提示文 ::
====
何を試しても痛みは止まず、何よりも大好きな陸上に戻ることができず、ウォレスは完全に打ちのめされた。失望感から逃れるため時に泥酔し、やり場のない感情と向き合えずにいた。

「運動と走ることが私の人生の全てでしたから、それを失うことは人生を失うも同然でした。」

過去の悲痛な経験を振り返りながら、ウォレスは語った。

そして、ウォレスはついに右足を切断するという厳しい決断を下した。

「これからの人生を自分はどうしたいのかと考えていた時期でした。もうとにかく前に進みたかったんです。何をするにも私の行動の全てを痛みに支配されていましたから。走れるようになるかなんてことより、また普通に生活ができるようになりたかったのです。」

2010年にいよいよ足を切断する手術が行われた。当時まだ19歳だったウォレスにとって、じつに、11回目の手術だった。すぐ後には義足を合わせるための手術も行われた。片足のない生活は、それまでの人生で全く想像できるものではなかった。
====
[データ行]

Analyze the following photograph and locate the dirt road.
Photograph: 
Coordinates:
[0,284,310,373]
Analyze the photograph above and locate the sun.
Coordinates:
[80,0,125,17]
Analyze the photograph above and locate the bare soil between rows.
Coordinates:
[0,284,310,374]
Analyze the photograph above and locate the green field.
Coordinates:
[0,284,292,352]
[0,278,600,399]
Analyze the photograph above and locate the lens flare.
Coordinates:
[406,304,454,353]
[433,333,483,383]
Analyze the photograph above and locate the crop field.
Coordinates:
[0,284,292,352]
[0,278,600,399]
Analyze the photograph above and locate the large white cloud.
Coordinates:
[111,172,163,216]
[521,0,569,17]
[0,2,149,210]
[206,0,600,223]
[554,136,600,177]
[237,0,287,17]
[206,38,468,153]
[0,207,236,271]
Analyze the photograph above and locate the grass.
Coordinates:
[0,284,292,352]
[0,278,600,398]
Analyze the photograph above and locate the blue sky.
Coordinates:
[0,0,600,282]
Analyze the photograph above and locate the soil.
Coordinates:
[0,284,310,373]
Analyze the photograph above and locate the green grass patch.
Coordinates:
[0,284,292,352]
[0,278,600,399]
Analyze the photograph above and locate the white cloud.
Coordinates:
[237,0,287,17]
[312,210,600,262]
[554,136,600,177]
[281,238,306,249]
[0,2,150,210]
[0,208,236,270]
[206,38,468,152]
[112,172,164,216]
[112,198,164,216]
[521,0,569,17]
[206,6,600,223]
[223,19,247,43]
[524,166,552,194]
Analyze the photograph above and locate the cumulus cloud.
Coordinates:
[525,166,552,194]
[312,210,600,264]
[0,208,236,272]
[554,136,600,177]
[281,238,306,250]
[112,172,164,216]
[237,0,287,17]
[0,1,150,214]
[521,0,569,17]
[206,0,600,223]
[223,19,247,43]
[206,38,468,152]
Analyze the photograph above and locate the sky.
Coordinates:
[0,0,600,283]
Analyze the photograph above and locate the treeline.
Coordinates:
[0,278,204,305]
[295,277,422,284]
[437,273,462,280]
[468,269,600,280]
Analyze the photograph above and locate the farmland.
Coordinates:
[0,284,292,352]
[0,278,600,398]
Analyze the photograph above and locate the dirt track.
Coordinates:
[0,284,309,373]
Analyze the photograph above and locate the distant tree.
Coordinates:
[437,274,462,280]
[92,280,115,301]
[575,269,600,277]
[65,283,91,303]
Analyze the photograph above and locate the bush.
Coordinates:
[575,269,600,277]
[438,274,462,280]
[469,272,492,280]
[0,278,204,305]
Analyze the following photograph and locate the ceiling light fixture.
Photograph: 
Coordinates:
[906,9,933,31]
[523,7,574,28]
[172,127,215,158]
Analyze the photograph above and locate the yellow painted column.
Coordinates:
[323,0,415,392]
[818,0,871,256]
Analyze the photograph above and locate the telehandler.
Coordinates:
====
課題 ::
提示文によると、ウォレスが足を切断する手術を受けたのは何歳のときか。 これらの行は、提示文の内容とは関係がない。

解答 ::
19歳のときである。